DIRECTIONS FOR THIS TASK: Please extract all of the lines below and copy each one word for word, with nothing changed.

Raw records
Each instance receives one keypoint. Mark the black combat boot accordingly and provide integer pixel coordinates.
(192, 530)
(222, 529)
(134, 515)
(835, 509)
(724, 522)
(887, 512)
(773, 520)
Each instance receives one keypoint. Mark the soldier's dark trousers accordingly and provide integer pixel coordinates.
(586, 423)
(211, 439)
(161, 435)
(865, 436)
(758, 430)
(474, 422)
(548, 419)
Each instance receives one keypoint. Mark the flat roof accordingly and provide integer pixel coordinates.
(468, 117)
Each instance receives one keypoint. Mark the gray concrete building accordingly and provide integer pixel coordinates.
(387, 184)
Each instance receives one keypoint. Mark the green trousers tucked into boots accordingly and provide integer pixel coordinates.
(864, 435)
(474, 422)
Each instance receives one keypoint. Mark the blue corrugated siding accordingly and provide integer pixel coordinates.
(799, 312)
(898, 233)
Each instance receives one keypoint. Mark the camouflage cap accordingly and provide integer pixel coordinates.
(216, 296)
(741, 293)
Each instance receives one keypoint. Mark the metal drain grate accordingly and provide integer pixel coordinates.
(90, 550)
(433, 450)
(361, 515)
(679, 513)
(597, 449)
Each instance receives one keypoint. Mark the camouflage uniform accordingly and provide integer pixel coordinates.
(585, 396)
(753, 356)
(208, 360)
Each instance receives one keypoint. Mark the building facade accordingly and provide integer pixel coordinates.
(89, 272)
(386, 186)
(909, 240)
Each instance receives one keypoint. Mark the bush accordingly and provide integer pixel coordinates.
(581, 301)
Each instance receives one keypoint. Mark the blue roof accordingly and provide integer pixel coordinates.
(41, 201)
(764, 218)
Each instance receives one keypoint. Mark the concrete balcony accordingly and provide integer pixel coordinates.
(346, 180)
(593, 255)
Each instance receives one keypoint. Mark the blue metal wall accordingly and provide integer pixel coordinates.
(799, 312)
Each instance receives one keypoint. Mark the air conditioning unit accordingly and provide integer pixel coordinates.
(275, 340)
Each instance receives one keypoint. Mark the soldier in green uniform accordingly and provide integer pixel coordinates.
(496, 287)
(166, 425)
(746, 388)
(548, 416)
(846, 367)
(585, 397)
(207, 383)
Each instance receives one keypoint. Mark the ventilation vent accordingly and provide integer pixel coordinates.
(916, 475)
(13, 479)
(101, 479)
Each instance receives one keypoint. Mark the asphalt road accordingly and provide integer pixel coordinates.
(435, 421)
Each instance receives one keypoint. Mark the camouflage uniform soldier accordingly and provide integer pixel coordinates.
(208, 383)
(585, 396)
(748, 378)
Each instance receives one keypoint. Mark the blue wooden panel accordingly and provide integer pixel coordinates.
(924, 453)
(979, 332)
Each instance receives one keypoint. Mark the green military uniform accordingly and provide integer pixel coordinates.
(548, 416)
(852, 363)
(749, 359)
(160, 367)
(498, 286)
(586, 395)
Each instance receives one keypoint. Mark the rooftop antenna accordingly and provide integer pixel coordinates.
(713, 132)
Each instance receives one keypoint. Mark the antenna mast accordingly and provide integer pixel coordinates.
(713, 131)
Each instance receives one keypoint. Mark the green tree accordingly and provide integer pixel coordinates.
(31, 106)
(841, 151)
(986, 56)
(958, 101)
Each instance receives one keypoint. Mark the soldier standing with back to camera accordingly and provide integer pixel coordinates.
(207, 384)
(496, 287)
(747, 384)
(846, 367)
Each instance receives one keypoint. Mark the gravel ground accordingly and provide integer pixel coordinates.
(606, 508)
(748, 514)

PROBLEM SOLUTION:
Each instance receives one keypoint. Mark the black combat boot accordingly and provide integer pixel coordinates.
(192, 530)
(222, 529)
(134, 515)
(835, 509)
(724, 522)
(887, 512)
(773, 520)
Each instance receives one keypoint. Mark the soldier's dark trousers accordingly and provide integer pixel coordinates.
(586, 423)
(211, 439)
(161, 435)
(865, 436)
(758, 430)
(474, 422)
(548, 419)
Each instance receives one keypoint. Mark the flat roof accordingly and provide integer pixel coordinates.
(468, 117)
Each instance receives one keypoint. Mark the gray concrete building accordingly and provide integer pixel coordinates.
(387, 184)
Each instance receives one keypoint. Mark the green trousers tucked into boots accordingly and provide integer pixel coordinates.
(864, 435)
(474, 422)
Each instance receives one keypoint. Mark the blue corrugated siding accordingly and provide integer pixel coordinates.
(799, 312)
(898, 233)
Each instance receives one keypoint. Mark the camouflage cap accordingly and provide integer pixel coordinates.
(216, 296)
(741, 293)
Each instance receives one keypoint. Mark the metal drain grate accordingly and provide integer pixel coordinates.
(90, 550)
(433, 450)
(361, 515)
(679, 513)
(597, 449)
Each instance receives one keypoint. Mark the camouflage uniform accordingly and provide integer pixel coordinates.
(585, 396)
(753, 356)
(208, 360)
Each instance receives one keypoint. Mark the building facade accordingly and provide integer pixel coordinates.
(89, 272)
(386, 186)
(909, 240)
Each instance receives one keypoint. Mark the bush accordingly and provide integer pixel coordinates.
(581, 301)
Each instance receives one keypoint. Mark the blue roof accordingly and provide integer pixel coordinates.
(41, 201)
(764, 218)
Each instance receives one keypoint. Mark the concrete balcony accordingly and provide integer pixel coordinates.
(346, 180)
(593, 255)
Each instance receives one keypoint. Mark the blue metal wall accordingly and provide integer pixel coordinates.
(799, 312)
Each instance receives one keypoint. Mark the air conditioning unit accordingly and provide integer pixel coordinates.
(275, 340)
Each instance receives one keypoint. Mark the soldier in green uniform accordingly and provide integer pixel coordinates.
(496, 287)
(166, 425)
(746, 388)
(548, 416)
(846, 367)
(585, 397)
(207, 383)
Each instance receives one keypoint. Mark the ventilation vent accordingly and provide integer pixel coordinates.
(916, 475)
(13, 479)
(101, 479)
Each instance receives one keypoint. Mark the asphalt road accordingly and provide integer pixel coordinates.
(435, 421)
Each instance receives one keypoint. Mark the camouflage uniform soldier accordingly and provide integer pixel coordinates.
(208, 383)
(585, 396)
(748, 378)
Each instance receives one keypoint. Mark the blue wooden panel accordingly and provide integer pixel coordinates.
(924, 453)
(979, 332)
Each instance receives one keypoint. Mark the green military uniform accordingly and provide integer pixel coordinates.
(548, 416)
(852, 363)
(749, 359)
(160, 367)
(498, 286)
(586, 395)
Each instance receives one keypoint. Mark the rooftop antenna accordingly and provide integer pixel coordinates.
(713, 132)
Each instance receives one keypoint. Mark the antenna mast accordingly and provide integer pixel coordinates.
(713, 131)
Each instance receives one keypoint. Mark the green tree accordingly and provide integer pixel coordinates.
(31, 106)
(841, 151)
(986, 56)
(958, 101)
Each instance receives one keypoint. Mark the soldier standing with back to camera accordingly and provide integer pixel coordinates.
(207, 384)
(496, 287)
(747, 384)
(846, 367)
Each instance receives one keypoint. Mark the gravel ground accordingly and provide integer pixel coordinates.
(606, 508)
(748, 514)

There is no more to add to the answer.